▸ Stated task
Reproduce every one of the records below word for word, leaving nothing out and changing nothing.

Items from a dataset

----------------------------------------

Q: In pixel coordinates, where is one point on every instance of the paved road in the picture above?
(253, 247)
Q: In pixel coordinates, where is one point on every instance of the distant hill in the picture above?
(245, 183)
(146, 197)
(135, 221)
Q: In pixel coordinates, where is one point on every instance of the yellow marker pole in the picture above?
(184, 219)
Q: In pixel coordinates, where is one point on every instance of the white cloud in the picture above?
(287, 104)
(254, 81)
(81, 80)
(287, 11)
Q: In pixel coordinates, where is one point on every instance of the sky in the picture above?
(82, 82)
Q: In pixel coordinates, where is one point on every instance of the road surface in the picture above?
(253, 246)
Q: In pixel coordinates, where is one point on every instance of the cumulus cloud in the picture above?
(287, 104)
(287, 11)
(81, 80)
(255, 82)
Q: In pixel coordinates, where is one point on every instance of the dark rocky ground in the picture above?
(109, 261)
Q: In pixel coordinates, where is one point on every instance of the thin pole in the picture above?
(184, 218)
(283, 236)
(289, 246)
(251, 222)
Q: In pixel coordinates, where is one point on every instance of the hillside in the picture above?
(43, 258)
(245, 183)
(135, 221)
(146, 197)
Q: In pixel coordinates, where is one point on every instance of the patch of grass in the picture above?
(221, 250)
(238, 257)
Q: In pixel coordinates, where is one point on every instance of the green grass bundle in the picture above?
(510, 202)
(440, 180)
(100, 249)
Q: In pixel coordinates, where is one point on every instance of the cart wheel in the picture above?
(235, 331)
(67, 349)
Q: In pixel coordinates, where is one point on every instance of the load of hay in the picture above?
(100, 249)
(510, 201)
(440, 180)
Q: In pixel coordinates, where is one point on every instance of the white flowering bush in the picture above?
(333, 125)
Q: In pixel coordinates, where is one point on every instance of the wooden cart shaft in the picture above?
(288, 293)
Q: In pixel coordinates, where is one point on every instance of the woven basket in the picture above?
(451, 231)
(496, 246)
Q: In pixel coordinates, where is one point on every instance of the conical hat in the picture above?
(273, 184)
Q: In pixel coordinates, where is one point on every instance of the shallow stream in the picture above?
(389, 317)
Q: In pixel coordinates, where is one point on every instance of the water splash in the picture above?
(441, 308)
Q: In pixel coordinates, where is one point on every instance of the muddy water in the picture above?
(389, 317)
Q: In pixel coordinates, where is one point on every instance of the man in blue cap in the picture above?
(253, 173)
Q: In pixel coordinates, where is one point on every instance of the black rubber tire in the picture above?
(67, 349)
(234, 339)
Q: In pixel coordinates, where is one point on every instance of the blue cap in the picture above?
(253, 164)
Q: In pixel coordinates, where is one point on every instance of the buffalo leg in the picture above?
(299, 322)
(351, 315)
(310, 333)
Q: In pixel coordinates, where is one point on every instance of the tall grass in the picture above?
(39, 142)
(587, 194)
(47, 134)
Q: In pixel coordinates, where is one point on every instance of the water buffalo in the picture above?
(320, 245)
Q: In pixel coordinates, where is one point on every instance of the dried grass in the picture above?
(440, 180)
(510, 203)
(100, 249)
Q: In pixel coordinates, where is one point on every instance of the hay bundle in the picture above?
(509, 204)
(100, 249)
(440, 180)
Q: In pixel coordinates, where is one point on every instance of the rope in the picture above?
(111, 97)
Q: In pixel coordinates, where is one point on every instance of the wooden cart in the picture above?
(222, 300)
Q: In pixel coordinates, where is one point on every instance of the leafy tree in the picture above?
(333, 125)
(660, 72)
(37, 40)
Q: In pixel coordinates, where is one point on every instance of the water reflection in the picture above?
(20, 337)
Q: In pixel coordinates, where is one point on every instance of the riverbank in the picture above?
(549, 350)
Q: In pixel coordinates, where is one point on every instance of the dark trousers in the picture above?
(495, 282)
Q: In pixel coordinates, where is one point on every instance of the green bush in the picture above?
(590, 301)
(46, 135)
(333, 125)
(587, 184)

----------------------------------------

▸ Result for this task
Q: In pixel coordinates, where is one point on every instance of the paved road in the picture above?
(253, 247)
Q: In pixel coordinates, where is one point on every instance of the distant hill in the picture above?
(245, 183)
(146, 197)
(135, 221)
Q: In pixel coordinates, where is one point on every instance of the yellow marker pole in the picture above?
(184, 219)
Q: In pixel coordinates, where is one point on every instance of the white cloud in the picture above?
(287, 104)
(254, 81)
(81, 80)
(287, 11)
Q: In pixel coordinates, where is one point on every instance of the sky in the picture above?
(82, 82)
Q: In pixel coordinates, where is one point on every instance of the road surface in the picture above?
(253, 246)
Q: In pixel coordinates, where is one point on every instance of the cumulus cloud in the picture above?
(287, 104)
(287, 11)
(81, 80)
(255, 82)
Q: In pixel coordinates, where is one point on every instance of the dark rocky ground in the picture above?
(109, 261)
Q: In pixel coordinates, where is one point on every instance of the thin pole in the picture above?
(184, 218)
(283, 236)
(289, 246)
(251, 222)
Q: In pixel coordinates, where is one point on every instance of the hillside in the picture above?
(43, 258)
(245, 183)
(135, 221)
(146, 197)
Q: In pixel coordinates, where is one point on every instance of the patch of grass in the picture above?
(221, 250)
(238, 257)
Q: In pixel coordinates, where is one point on every instance of the green grass bundle in the picture above?
(510, 202)
(440, 180)
(100, 249)
Q: In pixel coordinates, where is one point on every instance of the cart wheel in the picture above?
(235, 331)
(67, 349)
Q: In pixel coordinates, where is one point on every instance of the load of hay in the picture above?
(100, 249)
(510, 201)
(440, 180)
Q: In pixel coordinates, where is one point on every instance of the white flowering bush in the picture above?
(333, 125)
Q: In pixel coordinates, where is one point on every instance of the wooden cart shaft in the picture above?
(288, 293)
Q: In pixel coordinates, where is one point on every instance of the woven basket in the picture above?
(451, 231)
(496, 246)
Q: In pixel coordinates, where is one point on every instance of the conical hat in the picture above?
(273, 184)
Q: In pixel coordinates, where is one point on every instance of the shallow stream in the picture above?
(389, 317)
Q: In pixel coordinates, where is one point on every instance of the water splash in the picture above?
(441, 308)
Q: In pixel coordinates, where is one point on every instance of the muddy water in the picture above?
(389, 317)
Q: In pixel coordinates, where is one point on every instance of the man in blue cap in the picture above?
(253, 173)
Q: In pixel coordinates, where is one point on every instance of the black rubber tire in the picture above?
(67, 349)
(234, 339)
Q: In pixel coordinates, where is one point on every instance of the blue cap in the picture above?
(253, 164)
Q: In pixel coordinates, where is one point on every instance of the buffalo leg in the picture above?
(299, 322)
(351, 315)
(310, 333)
Q: In pixel coordinates, where is one point on every instance of the tall grass in the picture above?
(39, 142)
(587, 194)
(47, 134)
Q: In pixel coordinates, where is one point on every instance of the water buffalo in the picture above?
(320, 245)
Q: In pixel coordinates, where is one point on every instance of the dried grass in the picture above?
(440, 180)
(510, 203)
(100, 249)
Q: In pixel coordinates, where is one point on every instance of the hay bundle in the picture above?
(509, 204)
(100, 249)
(440, 180)
Q: In pixel coordinates, where is one point on every instance of the rope in the picture above?
(111, 97)
Q: In pixel coordinates, where is one point on every instance of the wooden cart in the picture above?
(222, 300)
Q: In pixel coordinates, where is one point on every instance of the leafy tree in the picture above?
(333, 125)
(660, 72)
(37, 40)
Q: In pixel coordinates, where is one point on every instance of the water reflection in the picture above?
(20, 337)
Q: In pixel coordinates, where is one point on every instance of the riverbank in the picture above?
(549, 350)
Q: In pixel coordinates, where is one point on every instance of the dark trousers in the picture above?
(495, 282)
Q: In pixel coordinates, where is one point on every instance of the green bush in the picture above?
(590, 301)
(46, 135)
(333, 125)
(587, 184)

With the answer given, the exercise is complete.